▶ _STATED EXERCISE 1_
In the records, rewrite the lines from the one containing "Reviewer note: verify that every instance of the building" up to and including the one containing "<point>18,8</point>", substituting "rooftop" for "building roof" and leaving everything else unchanged.

Gold Coast (7-0-15)
Ladder position - 16th
Off-season agenda - Break the bank to keep the kids
By the time the vast majority of their hits had been penned and recorded, British mod icons The Who released a groundbreaking documentary just after the tragic death of legendary percussionist, Keith Moon.
Across the 101-minutes of the Jeff Stein directed ‘The Kids Are Alright’, fans of the West London quartet were treated to archival footage of the band’s amp crashing and guitar smashing rise to the top.
42-years after the opus’ release, the Gold Coast Suns completed their eleventh out of tune season before yet another set of far from packed houses.
Even after scaling the charts on numerous occasions, Moon, Daltry, Entwhistle and Townshend declared that they were no more than fine as they sat alongside rock royalty of the 20th century.
Curiously, in spite of another finish shy of September, and a way to go before reaching anything that resembles a summit, the kids that call Carrara home are much better than just alright.

▶ _SUPPLIED DATA_
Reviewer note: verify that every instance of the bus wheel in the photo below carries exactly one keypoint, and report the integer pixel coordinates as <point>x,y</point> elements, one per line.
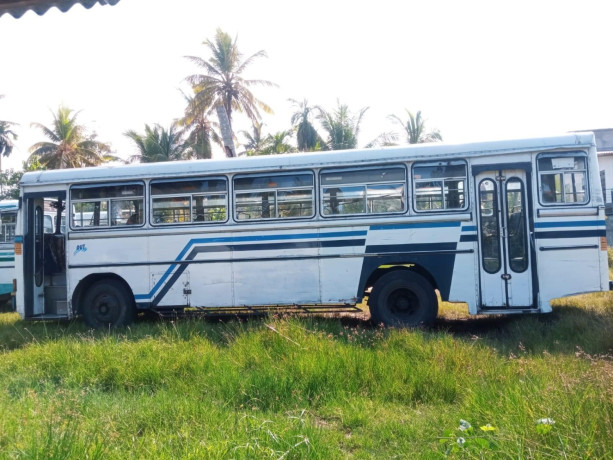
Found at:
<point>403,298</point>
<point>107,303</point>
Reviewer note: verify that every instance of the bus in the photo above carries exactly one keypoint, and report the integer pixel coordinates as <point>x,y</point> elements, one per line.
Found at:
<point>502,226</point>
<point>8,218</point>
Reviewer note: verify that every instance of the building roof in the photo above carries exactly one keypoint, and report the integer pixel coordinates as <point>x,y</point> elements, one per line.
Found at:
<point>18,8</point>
...
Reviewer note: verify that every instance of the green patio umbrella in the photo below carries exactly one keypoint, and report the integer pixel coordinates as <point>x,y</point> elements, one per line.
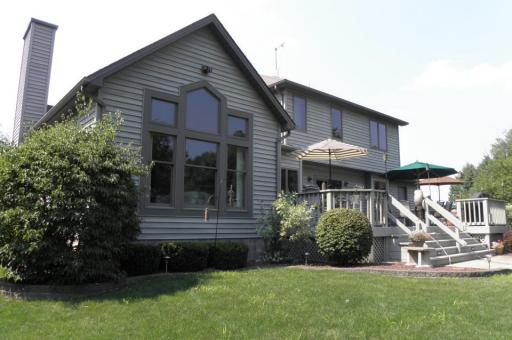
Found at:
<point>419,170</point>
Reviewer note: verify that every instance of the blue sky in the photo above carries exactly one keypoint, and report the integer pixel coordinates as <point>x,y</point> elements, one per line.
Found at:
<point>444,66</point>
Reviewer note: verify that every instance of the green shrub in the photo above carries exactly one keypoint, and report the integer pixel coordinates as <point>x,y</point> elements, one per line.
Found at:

▶ _STATED EXERCISE 2_
Retype the passage of the Gold Coast Suns article from "Across the 101-minutes" up to and including "than just alright.", character for character.

▶ _TASK SOLUTION 1_
Reviewer note: verify that every instance of the rooftop in the photo above carries exactly one keypoint, and report the integer pixel coordinates as <point>x,y</point> elements, one per line.
Found at:
<point>18,8</point>

▶ _TASK SOLUTION 2_
Across the 101-minutes of the Jeff Stein directed ‘The Kids Are Alright’, fans of the West London quartet were treated to archival footage of the band’s amp crashing and guitar smashing rise to the top.
42-years after the opus’ release, the Gold Coast Suns completed their eleventh out of tune season before yet another set of far from packed houses.
Even after scaling the charts on numerous occasions, Moon, Daltry, Entwhistle and Townshend declared that they were no more than fine as they sat alongside rock royalty of the 20th century.
Curiously, in spite of another finish shy of September, and a way to go before reaching anything that resembles a summit, the kids that call Carrara home are much better than just alright.